De forma concomitante, as posturas do presidente e sua vice demonstram marcas de anti profissionalismo e desrespeito, tanto para com o povo e a história do país, quanto para com outros representantes políticos de outros Estados. Isso povo ser visto em algumas citações de Milei: “Hoje começamos formalmente o caminho da reconstrução”, disse o anarcocapitalista. “Esta doutrina que se costuma chamar de esquerda, coletivismo, comunismo, representa um fracasso que estamos afastando da Argentina” (REDAÇÃO, 2023). Em outra situação, Javier Milei criticou de forma ríspida o governo brasileiro e atacou diretamente o presidente Lula da Silva, ao chamá-lo de “totalitário, comunista e socialista”, além de afirmar que esse último apropria-se da liberdade de expressão, que foi o responsável pela tentativa de golpe de Estado e que as urnas eletrônicas utilizadas nas eleições brasileiras não são cabíveis de confiança, discurso similar àquele do ex-presidente brasileiro Jair Bolsonaro (BALZA, 2023).

*Amostra dos registros*

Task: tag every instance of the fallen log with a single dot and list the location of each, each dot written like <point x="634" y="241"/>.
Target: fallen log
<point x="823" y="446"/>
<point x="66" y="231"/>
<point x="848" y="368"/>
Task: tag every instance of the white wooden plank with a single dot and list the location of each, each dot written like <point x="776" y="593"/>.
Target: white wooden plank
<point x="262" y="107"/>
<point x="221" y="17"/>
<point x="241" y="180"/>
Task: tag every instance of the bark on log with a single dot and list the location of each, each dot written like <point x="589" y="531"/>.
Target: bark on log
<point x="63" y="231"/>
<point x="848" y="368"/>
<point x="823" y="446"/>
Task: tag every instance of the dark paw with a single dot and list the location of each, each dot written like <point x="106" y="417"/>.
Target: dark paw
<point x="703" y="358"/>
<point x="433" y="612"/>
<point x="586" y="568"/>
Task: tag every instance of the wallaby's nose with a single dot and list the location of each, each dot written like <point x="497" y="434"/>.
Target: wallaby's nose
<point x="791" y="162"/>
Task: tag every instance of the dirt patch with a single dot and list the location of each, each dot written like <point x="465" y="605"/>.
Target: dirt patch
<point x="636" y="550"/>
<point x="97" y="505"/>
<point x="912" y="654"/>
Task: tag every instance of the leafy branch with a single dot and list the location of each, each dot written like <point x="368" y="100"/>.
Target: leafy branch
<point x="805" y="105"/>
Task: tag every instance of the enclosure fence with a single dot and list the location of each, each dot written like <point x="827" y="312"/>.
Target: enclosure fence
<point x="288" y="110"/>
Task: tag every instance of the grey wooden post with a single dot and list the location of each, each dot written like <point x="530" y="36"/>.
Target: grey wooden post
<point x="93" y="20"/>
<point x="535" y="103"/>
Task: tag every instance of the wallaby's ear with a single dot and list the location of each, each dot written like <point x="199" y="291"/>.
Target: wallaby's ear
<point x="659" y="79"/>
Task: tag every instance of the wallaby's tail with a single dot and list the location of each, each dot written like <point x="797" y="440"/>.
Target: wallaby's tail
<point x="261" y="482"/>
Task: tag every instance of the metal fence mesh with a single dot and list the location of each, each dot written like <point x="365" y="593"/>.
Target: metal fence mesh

*Tarefa proposta A*
Responda com base no trecho selecionado:
(i) Que caminho Milei diz ter começado formalmente?
(ii) De que termos Milei chamou Lula da Silva?
(iii) A discurso de que ex-presidente brasileiro as falas de Milei são comparadas?
*Tarefa proposta B*
Segundo o trecho selecionado, por quais nomes Milei diz que a doutrina que ele critica costuma ser chamada? Liste todos.
*Tarefa proposta C*
Resuma o trecho selecionado em duas frases.
Os registros não entram em nenhuma das tarefas.

*Resposta A*
(i) O caminho da reconstrução.
(ii) Totalitário, comunista e socialista.
(iii) Jair Bolsonaro.

*Resposta B*
Esquerda; coletivismo; comunismo.

*Resposta C*
As posturas do presidente e de sua vice mostram antiprofissionalismo e desrespeito com o povo, com a história do país e com representantes políticos de outros Estados, como se vê em citações de Milei contra a doutrina chamada de esquerda, coletivismo ou comunismo. Milei também atacou Lula da Silva, chamando-o de totalitário, comunista e socialista, acusando-o de se apropriar da liberdade de expressão e de ser o responsável pela tentativa de golpe de Estado, além de dizer que as urnas eletrônicas brasileiras não merecem confiança, em discurso semelhante ao de Jair Bolsonaro.